### WHAT YOU ARE ASKED TO DO:
Copy out word for word the part of the items below that opens with the line containing "Acting as a detector, search for gold" and closes with the line containing "[0,566,390,799]". Include both of those lines.

### PROVIDED MATERIAL:
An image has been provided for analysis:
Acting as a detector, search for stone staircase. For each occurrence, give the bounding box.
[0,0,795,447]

--

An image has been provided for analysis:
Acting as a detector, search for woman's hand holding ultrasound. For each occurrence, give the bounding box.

* * *

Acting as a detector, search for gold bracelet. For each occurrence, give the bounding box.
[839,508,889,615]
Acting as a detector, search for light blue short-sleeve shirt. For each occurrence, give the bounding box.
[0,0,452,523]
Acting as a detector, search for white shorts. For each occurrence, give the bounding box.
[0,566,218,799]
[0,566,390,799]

### SOLUTION TO THIS TASK:
Acting as a detector, search for gold bracelet. For each occurrence, give the bounding box.
[839,508,889,615]
Acting as a detector, search for light blue short-sleeve shirt. For each occurrence, give the bounding box.
[0,0,452,523]
Acting as a detector, search for white shorts. For each occurrence, give the bounding box.
[0,566,218,799]
[0,566,390,799]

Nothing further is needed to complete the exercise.